Your goal
Duplicate the listing below word for word, keeping every line unchanged.

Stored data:
┄┄┄┄┄┄┄┄┄┄┄┄┄┄┄┄┄┄┄┄

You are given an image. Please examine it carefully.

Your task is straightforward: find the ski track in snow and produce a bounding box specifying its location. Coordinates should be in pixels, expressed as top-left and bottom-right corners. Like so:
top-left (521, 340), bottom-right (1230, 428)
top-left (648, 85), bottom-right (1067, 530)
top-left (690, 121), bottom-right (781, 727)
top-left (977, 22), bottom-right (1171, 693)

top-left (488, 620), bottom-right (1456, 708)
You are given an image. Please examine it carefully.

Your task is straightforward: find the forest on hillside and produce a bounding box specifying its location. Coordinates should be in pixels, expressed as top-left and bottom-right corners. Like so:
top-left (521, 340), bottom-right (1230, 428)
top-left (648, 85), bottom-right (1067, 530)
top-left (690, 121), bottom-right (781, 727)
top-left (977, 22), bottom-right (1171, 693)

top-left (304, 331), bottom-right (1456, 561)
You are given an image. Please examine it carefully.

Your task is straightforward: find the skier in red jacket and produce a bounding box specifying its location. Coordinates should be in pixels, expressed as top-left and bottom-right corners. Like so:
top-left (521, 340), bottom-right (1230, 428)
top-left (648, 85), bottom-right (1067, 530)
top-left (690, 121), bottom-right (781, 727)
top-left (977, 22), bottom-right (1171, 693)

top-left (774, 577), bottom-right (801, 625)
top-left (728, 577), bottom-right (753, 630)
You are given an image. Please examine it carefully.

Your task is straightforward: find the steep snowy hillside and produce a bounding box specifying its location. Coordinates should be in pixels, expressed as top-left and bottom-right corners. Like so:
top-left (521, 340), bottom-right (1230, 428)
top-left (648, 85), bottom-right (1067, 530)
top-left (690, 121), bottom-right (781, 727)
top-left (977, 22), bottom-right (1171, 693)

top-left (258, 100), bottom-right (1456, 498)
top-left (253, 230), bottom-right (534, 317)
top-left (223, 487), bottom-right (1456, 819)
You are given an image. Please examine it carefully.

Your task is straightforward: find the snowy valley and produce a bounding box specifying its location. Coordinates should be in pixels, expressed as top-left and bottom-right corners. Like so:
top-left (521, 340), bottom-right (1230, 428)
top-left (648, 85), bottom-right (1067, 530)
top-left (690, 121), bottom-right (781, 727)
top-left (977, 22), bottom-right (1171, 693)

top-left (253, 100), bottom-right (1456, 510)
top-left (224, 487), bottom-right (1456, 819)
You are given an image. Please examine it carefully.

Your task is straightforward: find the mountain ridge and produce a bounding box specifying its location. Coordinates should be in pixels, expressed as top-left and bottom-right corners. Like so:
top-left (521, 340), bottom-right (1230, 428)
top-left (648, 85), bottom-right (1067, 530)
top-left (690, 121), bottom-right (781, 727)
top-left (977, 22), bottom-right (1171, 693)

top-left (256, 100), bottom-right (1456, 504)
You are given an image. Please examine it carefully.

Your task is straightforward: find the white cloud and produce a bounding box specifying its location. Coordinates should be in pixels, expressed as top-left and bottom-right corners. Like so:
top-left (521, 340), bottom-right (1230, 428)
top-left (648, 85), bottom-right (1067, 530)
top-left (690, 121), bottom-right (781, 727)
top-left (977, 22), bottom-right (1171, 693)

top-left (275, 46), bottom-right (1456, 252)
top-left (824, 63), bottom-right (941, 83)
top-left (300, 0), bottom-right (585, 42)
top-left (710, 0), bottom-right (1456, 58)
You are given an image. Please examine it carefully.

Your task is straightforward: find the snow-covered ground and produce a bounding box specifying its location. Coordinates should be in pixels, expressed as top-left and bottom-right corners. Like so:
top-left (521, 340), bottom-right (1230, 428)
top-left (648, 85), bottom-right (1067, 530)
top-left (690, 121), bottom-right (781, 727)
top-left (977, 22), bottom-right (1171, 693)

┄┄┄┄┄┄┄┄┄┄┄┄┄┄┄┄┄┄┄┄

The reply
You are given an image. Please examine it carefully.

Your task is straightforward: find the ski track in snow and produce a bounding box specifying its location. Coordinates should be in pixels, expressed as top-left and bottom-right corners. Like so:
top-left (521, 340), bottom-right (1230, 428)
top-left (648, 85), bottom-right (1067, 530)
top-left (690, 121), bottom-right (781, 727)
top-left (977, 22), bottom-right (1171, 693)

top-left (488, 620), bottom-right (1456, 708)
You are given an image. Please examine it carefully.

Your task is straightforward: find the forest on hillside and produce a bounding box specifying its location. Coordinates should be in pixels, expressed as top-left and bottom-right corners. Like so:
top-left (521, 340), bottom-right (1230, 428)
top-left (648, 85), bottom-right (1067, 530)
top-left (690, 121), bottom-right (781, 727)
top-left (977, 22), bottom-right (1171, 693)

top-left (304, 331), bottom-right (1456, 561)
You are given an image. Please examine it carefully.

Your task is straightforward: find the skier in red jacket and produce a bounding box specifying its location. Coordinates should be in pixels, expressed as top-left and bottom-right corners. Like so:
top-left (521, 340), bottom-right (1230, 428)
top-left (648, 85), bottom-right (1067, 530)
top-left (690, 121), bottom-right (781, 727)
top-left (977, 22), bottom-right (1171, 693)

top-left (774, 577), bottom-right (801, 625)
top-left (728, 577), bottom-right (753, 630)
You are given an image. Please examine it carefully.

Your task is straightforward: find the steep snowy hillside and produce a bounding box specifying its location. Coordinates should be in pixels, expressed as top-left and bottom-right corners. Like so:
top-left (521, 340), bottom-right (1230, 428)
top-left (648, 85), bottom-right (1067, 530)
top-left (690, 121), bottom-right (781, 727)
top-left (977, 22), bottom-right (1171, 693)

top-left (258, 100), bottom-right (1456, 498)
top-left (253, 230), bottom-right (534, 317)
top-left (223, 487), bottom-right (1456, 819)
You are given an image. Please examine it carefully.

Your task is straightforward: find the snowy valley and produce a bounding box specifying its location. Coordinates should be in pixels, expressed as top-left and bottom-right corners. Like so:
top-left (521, 340), bottom-right (1230, 428)
top-left (648, 85), bottom-right (1067, 530)
top-left (690, 121), bottom-right (781, 727)
top-left (977, 22), bottom-right (1171, 693)

top-left (253, 100), bottom-right (1456, 510)
top-left (224, 487), bottom-right (1456, 819)
You are given an image. Please examine it carefully.

Your task is straightforward: find the mountain ridge and produce a bounding box specifying its location. Coordinates should be in pixels, expressed as top-left and bottom-right corners. Like so:
top-left (521, 340), bottom-right (1230, 428)
top-left (648, 85), bottom-right (1067, 530)
top-left (690, 121), bottom-right (781, 727)
top-left (977, 22), bottom-right (1171, 693)

top-left (256, 100), bottom-right (1456, 504)
You are given an image. Please examine it carefully.

Your task is straightforward: find the white cloud and produce a bounding box specifying its location. Coordinates should be in pixels, expressed as top-left and bottom-right corners. Like so:
top-left (521, 340), bottom-right (1230, 428)
top-left (648, 85), bottom-right (1067, 530)
top-left (690, 121), bottom-right (781, 727)
top-left (977, 22), bottom-right (1171, 693)

top-left (275, 46), bottom-right (1456, 252)
top-left (824, 63), bottom-right (941, 83)
top-left (300, 0), bottom-right (585, 42)
top-left (710, 0), bottom-right (1456, 58)
You are given an image. Please examine it carefully.

Your task is straightforward: find the snow-covered ground and produce a bounding box specifying its location. Coordinates should be in pixels, expressed as top-left and bottom-right corners. Like so:
top-left (521, 340), bottom-right (1230, 428)
top-left (648, 85), bottom-right (1067, 530)
top-left (690, 121), bottom-right (781, 727)
top-left (977, 22), bottom-right (1171, 693)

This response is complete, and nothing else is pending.